■ WHAT THIS TASK INVOLVES
Transcribe the records exactly. Pictures do not belong in the transcription.

····················

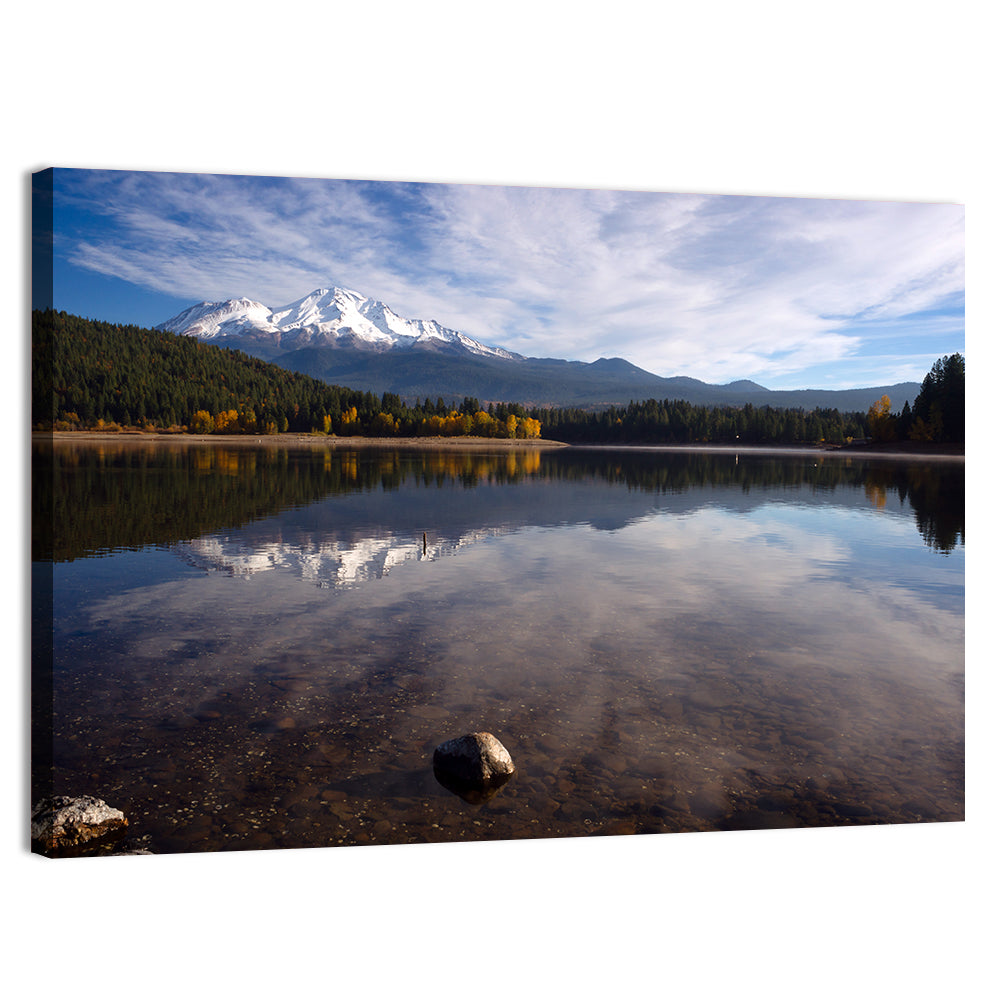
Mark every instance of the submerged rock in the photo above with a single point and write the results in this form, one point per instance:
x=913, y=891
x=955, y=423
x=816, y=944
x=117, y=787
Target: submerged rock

····················

■ FULL RESPONSE
Mark every instance of the submerged rock in the photo above with a single point and write the results in this form, one point per instance:
x=913, y=891
x=955, y=423
x=816, y=944
x=117, y=787
Target: submerged rock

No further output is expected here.